The limit on annual contributions to an IRA will increase to $7,000, up from $6,500. The IRA catch-up contribution limit for individuals aged 50 and over was amended under the SECURE 2.0 Act of 2022 to include an annual cost of living adjustment but remains $1,000 for 2024.

The catch-up contribution limit for employees aged 50 and over who participate in 401(k), 403(b), and most 457 plans, as well as the federal government’s Thrift Savings Plan remains $7,500 for 2024. Therefore, participants in 401(k), 403(b), and most 457 plans, as well as the federal government’s Thrift Savings Plan who are 50 and older can contribute up to $30,500, starting in 2024. The catch-up contribution limit for employees 50 and over who participate in SIMPLE plans remains $3,500 for 2024.

The income ranges for determining eligibility to make deductible contributions to traditional Individual Retirement Arrangements (IRAs), to contribute to Roth IRAs, and to claim the Saver’s Credit all increased for 2024.

Taxpayers can deduct contributions to a traditional IRA if they meet certain conditions. If during the year either the taxpayer or the taxpayer’s spouse was covered by a retirement plan at work, the deduction may be reduced, or phased out, until it is eliminated, depending on filing status and income. (If neither the taxpayer nor the spouse is covered by a retirement plan at work, the phase-outs of the deduction do not apply.) Here are the phase out ranges for 2024:

• For single taxpayers covered by a workplace retirement plan, the phase-out range is increased to between $77,000 and $87,000, up from between $73,000 and $83,000.

• For married couples filing jointly, if the spouse making the IRA contribution is covered by a workplace retirement plan, the phase-out range is increased to between $123,000 and $143,000, up from between $116,000 and $136,000.

• For an IRA contributor who is not covered by a workplace retirement plan and is married to someone who is covered, the phase-out range is increased to between $230,000 and $240,000, up from between $218,000 and $228,000.

• For a married individual filing a separate return who is covered by a workplace retirement plan, the phase-out range is not subject to an annual cost-of-living adjustment and remains between $0 and $10,000.

The income phase-out range for taxpayers making contributions to a Roth IRA is increased to between $146,000 and $161,000 for singles and heads of household, up from between $138,000 and $153,000. For married couples filing jointly, the income phase-out range is increased to between $230,000 and $240,000, up from between $218,000 and $228,000. The phase-out range for a married individual filing a separate return who makes contributions to a Roth IRA is not subject to an annual cost-of-living adjustment and remains between $0 and $10,000.

The income limit for the Saver’s Credit (also known as the Retirement Savings Contributions Credit) for low- and moderate-income workers is $76,500 for married couples filing jointly, up from $73,000; $57,375 for heads of household, up from $54,750; and $38,250 for singles and married individuals filing separately, up from $36,500.

The amount individuals can contribute to their SIMPLE retirement accounts is increased to $16,000, up from $15,500.

PROVIDED RECORDS>

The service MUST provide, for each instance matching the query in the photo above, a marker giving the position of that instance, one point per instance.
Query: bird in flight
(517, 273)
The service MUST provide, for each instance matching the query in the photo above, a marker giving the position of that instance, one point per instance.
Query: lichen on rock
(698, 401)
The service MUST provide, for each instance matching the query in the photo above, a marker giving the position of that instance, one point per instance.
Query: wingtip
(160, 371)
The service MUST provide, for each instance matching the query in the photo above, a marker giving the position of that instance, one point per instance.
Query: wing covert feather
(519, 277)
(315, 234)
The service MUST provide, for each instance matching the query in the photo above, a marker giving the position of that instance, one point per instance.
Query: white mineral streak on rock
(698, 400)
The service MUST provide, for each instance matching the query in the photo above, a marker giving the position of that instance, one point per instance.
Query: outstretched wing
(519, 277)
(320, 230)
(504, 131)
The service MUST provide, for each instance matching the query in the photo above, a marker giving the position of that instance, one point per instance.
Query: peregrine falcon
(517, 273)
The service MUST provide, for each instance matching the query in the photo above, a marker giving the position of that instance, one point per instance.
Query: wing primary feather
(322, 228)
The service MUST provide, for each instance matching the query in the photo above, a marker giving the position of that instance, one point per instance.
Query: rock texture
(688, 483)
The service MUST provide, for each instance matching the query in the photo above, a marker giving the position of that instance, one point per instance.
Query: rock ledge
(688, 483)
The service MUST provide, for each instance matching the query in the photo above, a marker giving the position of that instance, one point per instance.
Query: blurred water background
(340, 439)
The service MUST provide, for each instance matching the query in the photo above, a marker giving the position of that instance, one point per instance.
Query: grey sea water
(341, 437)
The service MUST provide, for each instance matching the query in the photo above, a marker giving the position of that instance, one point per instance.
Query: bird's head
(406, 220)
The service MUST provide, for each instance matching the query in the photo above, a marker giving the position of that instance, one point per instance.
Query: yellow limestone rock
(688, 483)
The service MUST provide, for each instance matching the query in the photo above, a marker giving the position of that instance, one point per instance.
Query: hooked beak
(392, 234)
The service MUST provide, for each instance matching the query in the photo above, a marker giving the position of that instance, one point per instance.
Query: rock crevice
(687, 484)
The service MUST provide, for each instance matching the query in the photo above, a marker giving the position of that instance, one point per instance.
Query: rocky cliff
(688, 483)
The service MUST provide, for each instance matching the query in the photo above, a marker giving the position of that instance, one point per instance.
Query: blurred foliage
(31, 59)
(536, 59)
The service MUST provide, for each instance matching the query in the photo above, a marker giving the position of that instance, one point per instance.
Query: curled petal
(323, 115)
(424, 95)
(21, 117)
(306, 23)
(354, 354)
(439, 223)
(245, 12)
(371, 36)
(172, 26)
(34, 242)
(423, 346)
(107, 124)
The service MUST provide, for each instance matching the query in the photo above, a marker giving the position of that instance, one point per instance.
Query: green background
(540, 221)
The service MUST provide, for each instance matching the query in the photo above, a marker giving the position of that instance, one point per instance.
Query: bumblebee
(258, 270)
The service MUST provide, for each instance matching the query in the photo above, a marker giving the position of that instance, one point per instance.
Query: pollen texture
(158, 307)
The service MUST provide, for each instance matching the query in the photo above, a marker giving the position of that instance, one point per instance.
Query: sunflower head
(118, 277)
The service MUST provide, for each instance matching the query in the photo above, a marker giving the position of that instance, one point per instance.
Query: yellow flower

SET OF TASKS>
**A.** Please output the stretch of the 2024 retirement limits passage that begins at the words "The income limit" and stops after "up from $36,500.".
**B.** Render this sentence from the 2024 retirement limits passage in Spanish: "The amount individuals can contribute to their SIMPLE retirement accounts is increased to $16,000, up from $15,500."

RESPONSES TO THE EXERCISE>
**A.**
The income limit for the Saver’s Credit (also known as the Retirement Savings Contributions Credit) for low- and moderate-income workers is $76,500 for married couples filing jointly, up from $73,000; $57,375 for heads of household, up from $54,750; and $38,250 for singles and married individuals filing separately, up from $36,500.

**B.** La cantidad que las personas pueden aportar a sus cuentas de jubilación SIMPLE aumenta a $16,000, frente a $15,500.